Stated goal ▸
Format every line of the listing below as a numbered list, leaving out any blank lines.

Data excerpts ▸
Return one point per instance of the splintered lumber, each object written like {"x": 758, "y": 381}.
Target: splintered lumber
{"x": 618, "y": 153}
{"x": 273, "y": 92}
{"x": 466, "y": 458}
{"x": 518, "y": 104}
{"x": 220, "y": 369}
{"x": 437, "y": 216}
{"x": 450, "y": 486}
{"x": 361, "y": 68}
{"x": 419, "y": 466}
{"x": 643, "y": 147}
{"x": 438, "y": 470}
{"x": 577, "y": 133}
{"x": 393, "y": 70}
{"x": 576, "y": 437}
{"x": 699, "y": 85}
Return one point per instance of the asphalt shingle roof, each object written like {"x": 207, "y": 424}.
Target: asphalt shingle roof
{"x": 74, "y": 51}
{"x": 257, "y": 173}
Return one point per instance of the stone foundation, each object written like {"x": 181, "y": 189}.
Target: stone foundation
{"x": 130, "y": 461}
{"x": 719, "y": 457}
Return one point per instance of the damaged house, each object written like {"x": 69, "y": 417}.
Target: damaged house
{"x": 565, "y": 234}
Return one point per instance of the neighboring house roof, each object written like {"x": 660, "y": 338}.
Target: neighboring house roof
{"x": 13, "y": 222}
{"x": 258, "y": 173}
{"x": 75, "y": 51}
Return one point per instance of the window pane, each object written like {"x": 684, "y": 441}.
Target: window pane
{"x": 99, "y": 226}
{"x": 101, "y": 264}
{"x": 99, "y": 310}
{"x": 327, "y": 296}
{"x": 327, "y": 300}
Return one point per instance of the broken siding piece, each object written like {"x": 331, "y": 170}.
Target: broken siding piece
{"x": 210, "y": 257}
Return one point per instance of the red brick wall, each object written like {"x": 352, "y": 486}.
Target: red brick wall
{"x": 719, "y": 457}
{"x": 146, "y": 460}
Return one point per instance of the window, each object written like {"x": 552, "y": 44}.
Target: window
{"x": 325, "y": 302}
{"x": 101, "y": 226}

Result of this exercise ▸
1. Return one point per instance of the splintered lumber, each object written like {"x": 758, "y": 381}.
2. Target: splintered lumber
3. {"x": 618, "y": 153}
4. {"x": 273, "y": 92}
5. {"x": 466, "y": 458}
6. {"x": 518, "y": 104}
7. {"x": 220, "y": 369}
8. {"x": 437, "y": 216}
9. {"x": 450, "y": 486}
10. {"x": 361, "y": 68}
11. {"x": 419, "y": 466}
12. {"x": 643, "y": 147}
13. {"x": 438, "y": 470}
14. {"x": 577, "y": 133}
15. {"x": 393, "y": 70}
16. {"x": 576, "y": 437}
17. {"x": 699, "y": 85}
18. Return one point per instance of the asphalt shingle roof, each object written like {"x": 207, "y": 424}.
19. Target: asphalt shingle roof
20. {"x": 74, "y": 51}
21. {"x": 257, "y": 173}
22. Return one point per instance of the stone foundation, each object written like {"x": 181, "y": 189}.
23. Target: stone foundation
24. {"x": 130, "y": 461}
25. {"x": 719, "y": 457}
26. Return one point per instance of the damaged house, each object written like {"x": 69, "y": 417}.
27. Target: damaged house
28. {"x": 565, "y": 234}
29. Return one point per instance of the neighboring house roof, each object written like {"x": 660, "y": 338}.
30. Target: neighboring house roof
31. {"x": 13, "y": 222}
32. {"x": 258, "y": 173}
33. {"x": 75, "y": 51}
34. Return one point per instance of the window pane, each object written like {"x": 684, "y": 441}.
35. Target: window pane
36. {"x": 99, "y": 226}
37. {"x": 101, "y": 264}
38. {"x": 99, "y": 310}
39. {"x": 327, "y": 296}
40. {"x": 327, "y": 300}
41. Return one point per instance of the broken siding piece, each object written like {"x": 331, "y": 170}.
42. Target: broken siding piece
43. {"x": 210, "y": 257}
44. Return one point per instance of the red brick wall, each object written like {"x": 352, "y": 486}.
45. Target: red brick wall
46. {"x": 719, "y": 457}
47. {"x": 146, "y": 460}
48. Return one point per instance of the window, each object written like {"x": 552, "y": 44}.
49. Target: window
50. {"x": 325, "y": 302}
51. {"x": 101, "y": 226}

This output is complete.